==== Excerpted text ====
# LAB | Imbalanced

**Load the data**

In this challenge, we will be working with Credit Card Fraud dataset.

https://raw.githubusercontent.com/data-bootcamp-v4/data/main/card_transdata.csv

Metadata

- **distance_from_home:** the distance from home where the transaction happened.
- **distance_from_last_transaction:** the distance from last transaction happened.
- **ratio_to_median_purchase_price:** Ratio of purchased price transaction to median purchase price.
- **repeat_retailer:** Is the transaction happened from same retailer.
- **used_chip:** Is the transaction through chip (credit card).
- **used_pin_number:** Is the transaction happened by using PIN number.
- **online_order:** Is the transaction an online order.
- **fraud:** Is the transaction fraudulent. **0=legit** -  **1=fraud**


In [1]:
#Libraries
import pandas as pd
import numpy as np
from sklearn.model_selection import train_test_split

In [2]:
fraud = pd.read_csv("https://raw.githubusercontent.com/data-bootcamp-v4/data/main/card_transdata.csv")
==== Extracted information ====
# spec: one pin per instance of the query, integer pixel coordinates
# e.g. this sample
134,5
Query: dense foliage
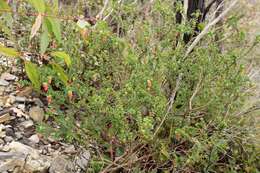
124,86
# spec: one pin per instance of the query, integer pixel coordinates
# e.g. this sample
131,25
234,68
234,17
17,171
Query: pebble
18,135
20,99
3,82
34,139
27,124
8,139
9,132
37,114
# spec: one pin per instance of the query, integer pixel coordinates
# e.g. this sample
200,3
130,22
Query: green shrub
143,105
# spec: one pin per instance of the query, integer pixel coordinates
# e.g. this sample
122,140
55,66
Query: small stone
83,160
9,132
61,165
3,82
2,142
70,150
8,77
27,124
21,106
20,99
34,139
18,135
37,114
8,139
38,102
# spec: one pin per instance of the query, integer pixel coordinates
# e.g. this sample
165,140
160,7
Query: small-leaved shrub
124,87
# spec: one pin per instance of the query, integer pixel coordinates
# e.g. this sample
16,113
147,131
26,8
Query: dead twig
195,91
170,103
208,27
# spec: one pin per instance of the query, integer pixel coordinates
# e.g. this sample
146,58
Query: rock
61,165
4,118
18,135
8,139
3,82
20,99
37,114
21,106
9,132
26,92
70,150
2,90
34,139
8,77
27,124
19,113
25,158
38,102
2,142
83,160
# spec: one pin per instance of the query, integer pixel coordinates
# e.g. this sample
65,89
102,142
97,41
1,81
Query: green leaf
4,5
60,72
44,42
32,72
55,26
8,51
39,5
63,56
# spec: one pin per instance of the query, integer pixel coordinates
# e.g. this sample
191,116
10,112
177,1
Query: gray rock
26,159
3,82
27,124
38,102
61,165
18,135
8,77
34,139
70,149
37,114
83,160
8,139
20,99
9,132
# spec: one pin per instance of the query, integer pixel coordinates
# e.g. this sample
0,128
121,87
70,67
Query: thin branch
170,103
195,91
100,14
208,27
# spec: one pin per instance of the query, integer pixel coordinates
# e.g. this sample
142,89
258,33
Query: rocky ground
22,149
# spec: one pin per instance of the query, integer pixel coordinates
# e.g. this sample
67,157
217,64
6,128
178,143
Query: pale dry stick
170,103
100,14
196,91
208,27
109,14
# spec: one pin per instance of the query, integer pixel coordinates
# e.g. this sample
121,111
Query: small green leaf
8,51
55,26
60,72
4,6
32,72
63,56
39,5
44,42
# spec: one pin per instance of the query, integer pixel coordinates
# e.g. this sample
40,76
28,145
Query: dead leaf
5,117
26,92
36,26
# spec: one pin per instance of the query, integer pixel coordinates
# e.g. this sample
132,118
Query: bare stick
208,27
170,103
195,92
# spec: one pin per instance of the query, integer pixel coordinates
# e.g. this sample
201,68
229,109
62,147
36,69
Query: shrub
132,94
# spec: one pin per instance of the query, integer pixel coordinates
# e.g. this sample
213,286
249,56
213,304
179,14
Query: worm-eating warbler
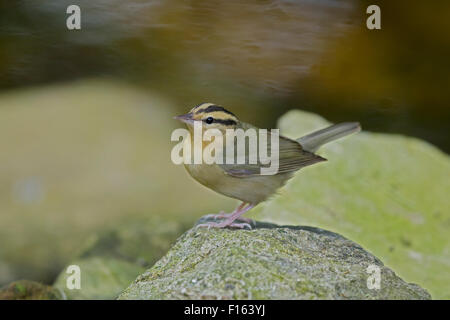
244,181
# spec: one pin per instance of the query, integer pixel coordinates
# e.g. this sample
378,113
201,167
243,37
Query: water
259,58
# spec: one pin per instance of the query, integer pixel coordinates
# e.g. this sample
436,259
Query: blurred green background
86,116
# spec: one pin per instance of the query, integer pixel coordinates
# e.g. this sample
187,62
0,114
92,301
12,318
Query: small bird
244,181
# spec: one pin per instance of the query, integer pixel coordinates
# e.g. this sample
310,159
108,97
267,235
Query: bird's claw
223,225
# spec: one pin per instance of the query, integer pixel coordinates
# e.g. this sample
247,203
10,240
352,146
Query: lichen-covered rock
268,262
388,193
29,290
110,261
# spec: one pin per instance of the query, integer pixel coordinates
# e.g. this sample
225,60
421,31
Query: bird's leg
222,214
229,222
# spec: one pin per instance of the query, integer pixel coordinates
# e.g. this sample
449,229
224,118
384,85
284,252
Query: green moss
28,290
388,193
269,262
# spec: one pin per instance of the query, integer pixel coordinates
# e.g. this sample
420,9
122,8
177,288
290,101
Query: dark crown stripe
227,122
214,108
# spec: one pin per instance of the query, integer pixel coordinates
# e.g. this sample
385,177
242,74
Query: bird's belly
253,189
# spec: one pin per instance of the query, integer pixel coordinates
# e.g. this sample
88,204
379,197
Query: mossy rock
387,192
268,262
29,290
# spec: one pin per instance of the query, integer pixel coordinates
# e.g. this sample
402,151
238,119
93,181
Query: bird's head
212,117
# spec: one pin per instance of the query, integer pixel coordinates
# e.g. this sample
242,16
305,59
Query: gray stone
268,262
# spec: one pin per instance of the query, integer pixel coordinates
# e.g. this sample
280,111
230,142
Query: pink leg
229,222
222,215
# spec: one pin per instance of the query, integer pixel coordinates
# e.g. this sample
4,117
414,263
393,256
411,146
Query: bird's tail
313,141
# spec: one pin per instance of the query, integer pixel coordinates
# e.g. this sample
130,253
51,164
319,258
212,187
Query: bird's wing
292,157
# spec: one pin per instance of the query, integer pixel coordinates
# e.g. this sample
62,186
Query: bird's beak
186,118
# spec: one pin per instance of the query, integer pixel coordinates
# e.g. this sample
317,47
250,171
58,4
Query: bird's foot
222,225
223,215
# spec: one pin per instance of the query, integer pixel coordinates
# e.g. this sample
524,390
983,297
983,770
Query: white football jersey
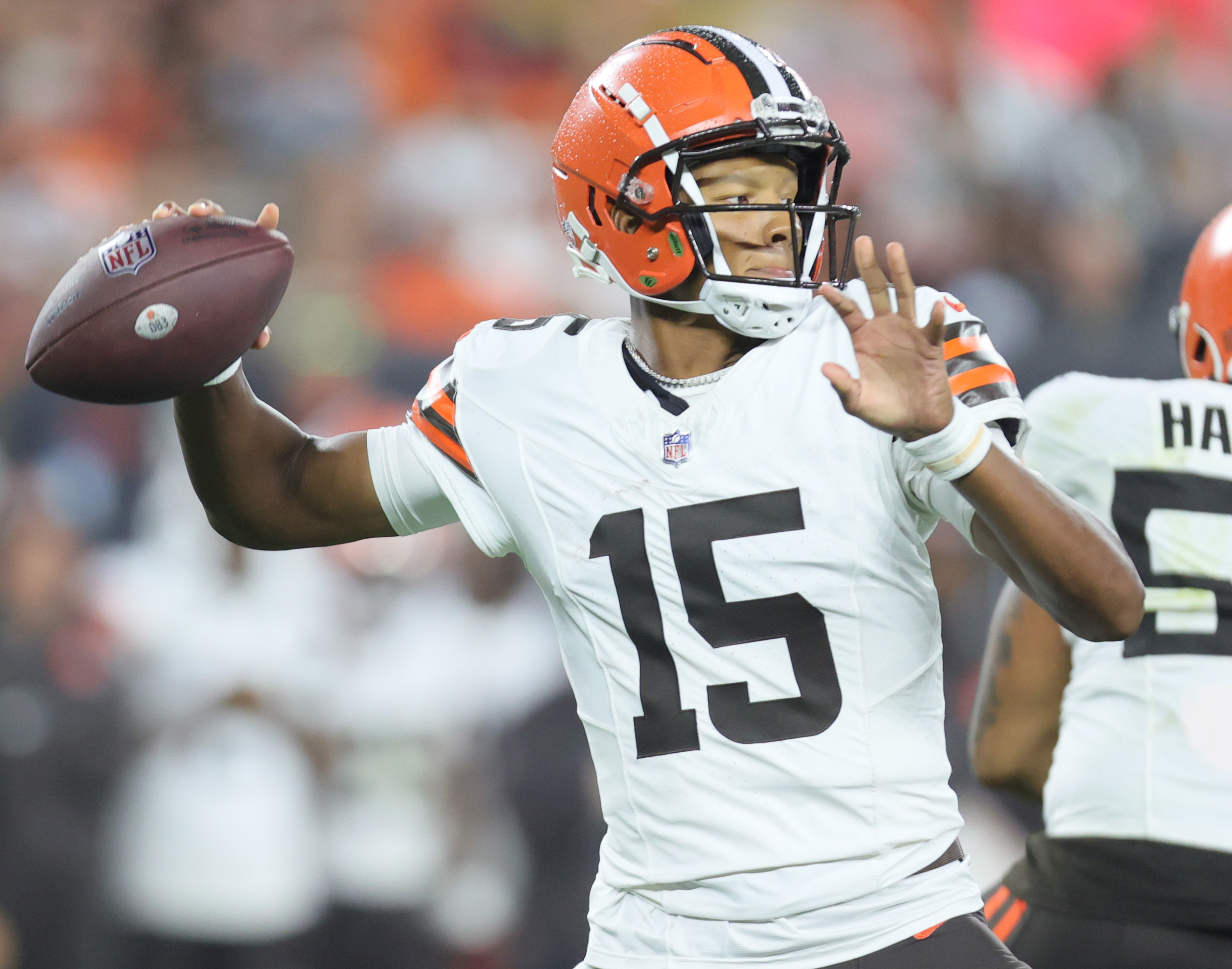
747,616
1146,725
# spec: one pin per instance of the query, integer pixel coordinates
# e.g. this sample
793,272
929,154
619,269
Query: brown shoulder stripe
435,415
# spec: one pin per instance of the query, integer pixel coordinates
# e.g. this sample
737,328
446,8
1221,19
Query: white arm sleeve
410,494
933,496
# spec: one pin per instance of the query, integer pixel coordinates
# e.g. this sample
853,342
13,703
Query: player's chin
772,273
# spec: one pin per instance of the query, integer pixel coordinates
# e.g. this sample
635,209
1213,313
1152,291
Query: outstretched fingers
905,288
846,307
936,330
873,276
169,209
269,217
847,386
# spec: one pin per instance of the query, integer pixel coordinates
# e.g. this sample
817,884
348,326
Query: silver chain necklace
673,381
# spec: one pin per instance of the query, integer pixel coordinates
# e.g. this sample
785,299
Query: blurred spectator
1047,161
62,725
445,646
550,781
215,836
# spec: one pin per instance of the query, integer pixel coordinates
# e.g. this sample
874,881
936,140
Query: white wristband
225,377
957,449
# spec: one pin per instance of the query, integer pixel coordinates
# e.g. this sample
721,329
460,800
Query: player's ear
====
_Task objective_
Copy out the credit card fraud lab text from above in full, without changing a single character.

_Exercise result_
# LAB | Imbalanced

**Load the data**

In this challenge, we will be working with Credit Card Fraud dataset.

https://raw.githubusercontent.com/data-bootcamp-v4/data/main/card_transdata.csv

Metadata

- **distance_from_home:** the distance from home where the transaction happened.
- **distance_from_last_transaction:** the distance from last transaction happened.
- **ratio_to_median_purchase_price:** Ratio of purchased price transaction to median purchase price.
- **repeat_retailer:** Is the transaction happened from same retailer.
- **used_chip:** Is the transaction through chip (credit card).
- **used_pin_number:** Is the transaction happened by using PIN number.
- **online_order:** Is the transaction an online order.
- **fraud:** Is the transaction fraudulent. **0=legit** -  **1=fraud**


In [1]:
#Libraries
import pandas as pd
import numpy as np
from sklearn.model_selection import train_test_split

In [2]:
fraud = pd.read_csv("https://raw.githubusercontent.com/data-bootcamp-v4/data/main/card_transdata.csv")